Selected passage |

════

SIL just got home today with a new car. Ford Fiesta. Payment are 278 per month. Affordable for them. Don't know what finance company they are going thru though.


----------



## percysunshine (Sep 20, 2013)

Do it all online. Decide what you want and see who will give you the best price before you visit the lot. Keeps the sales games out of the picture.


----------



## Kooshdakhaa (Sep 21, 2013)

DGS49 said:


> About that Lumina...
> 
> If it is structurally sound (a tolerable amount of rust), and your primary objective is minimmizing total cost of ownership, there is a school of thought that says:  Keep it, and drive it forever.
> 
> People tend to see perpetually rising repair bills on an older car as inevitable, but this is not generally the case.  If you maintain the Lumina and stay after the rust, it will probably continue costing you about a thousand dollars a year for another several years.  That's a heck of a lot cheaper than $25 grand for a new car.



You know, DGS49. I would really like that to be the outcome.  The car only has 59,000 miles on it.  It seems like it should last me a while longer!  And some repair bills here and there are no big deal compared to the cost of a new car, or even the monthly lease on a car.

Problem is, what do I do if these damn mechanics can't figure out what's wrong with it?!  I mean, is this just going to go on endlessly, they say it's fixed and then the same problem is still there?  It's back in their shop again, now, this is like the fourth time for the same problem!


----------



## Kooshdakhaa (Sep 21, 2013)

You know, my next door neighbor is a mechanic.  Hmmm.  Too bad I'm not single, I might be able to work out a deal with him. 

JUST KIDDING! 

(Well not about the mechanic part...he is one.  But he doesn't work at a shop, he works for this rental car/limousine business, maintains all their vehicles.)


----------



## Kooshdakhaa (Sep 21, 2013)

This is what I'm thinking of doing.  Go to the Kia dealership.  Tell them I want a Kia Sorrento.  Tell them I will make a down payment of $2000 tops and I really don't want to do that.  I want payments of $250/month, no more, preferrably less.  Then tell them to find me the Kia Sorrento that I can get for those terms...it can be used, obviously, as long as it is still under warranty.  And I don't want the miles on it to be too high.  It can be a lease.

════

Given data |
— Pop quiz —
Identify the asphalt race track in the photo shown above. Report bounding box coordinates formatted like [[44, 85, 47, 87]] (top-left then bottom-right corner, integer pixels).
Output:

════

Work to do |
a: From the car-buying thread, translate this sentence into Spanish: "Decide what you want and see who will give you the best price before you visit the lot."
b: Write what comes next in the car-buying thread, picking up after its last sentence.

Outputs for the tasks |
a: Decide lo que quieres y averigua quién te dará el mejor precio antes de ir al concesionario.

b:
Then...they can either find me a car to match my terms, or they can't.


----------



## Zoom-boing (Sep 21, 2013)

Kooshdakhaa said:


> DGS49 said:
> 
> 
> > About that Lumina...
> ...



That's just not right.  I'd take it to a different shop.  We had a place we used to take our car and I swear to God every time the car came back there was 'something' else amiss.  The final straw was we took it in for inspection and they missed a burnt out head light.  Really??  That's just as basic as it gets.  If they missed the easy stuff what else did they miss? Left and never went back.


----------



## YWN666 (Sep 21, 2013)

Kooshdakhaa said:


> This is what I'm thinking of doing.  Go to the Kia dealership.  Tell them I want a Kia Sorrento.  Tell them I will make a down payment of $2000 tops and I really don't want to do that.  I want payments of $250/month, no more, preferrably less.  Then tell them to find me the Kia Sorrento that I can get for those terms...it can be used, obviously, as long as it is still under warranty.  And I don't want the miles on it to be too high.  It can be a lease.
> 
> Then...they can either find me a car to match my terms, or they can't.



*Excellent idea.  If they want t make a sale, let them work for it.*


----------



## Kooshdakhaa (Sep 21, 2013)

YWN666 said:


> Kooshdakhaa said:
> 
> 
> > This is what I'm thinking of doing.  Go to the Kia dealership.  Tell them I want a Kia Sorrento.  Tell them I will make a down payment of $2000 tops and I really don't want to do that.  I want payments of $250/month, no more, preferrably less.  Then tell them to find me the Kia Sorrento that I can get for those terms...it can be used, obviously, as long as it is still under warranty.  And I don't want the miles on it to be too high.  It can be a lease.
> ...



Yep, I shouldn't have to work for it...they should.  It's their job.   I know what I want, so it's very simple...they can provide it...or not.


----------



## Kooshdakhaa (Sep 21, 2013)

Zoom-boing said:


> Kooshdakhaa said:
> 
> 
> > DGS49 said:
> ...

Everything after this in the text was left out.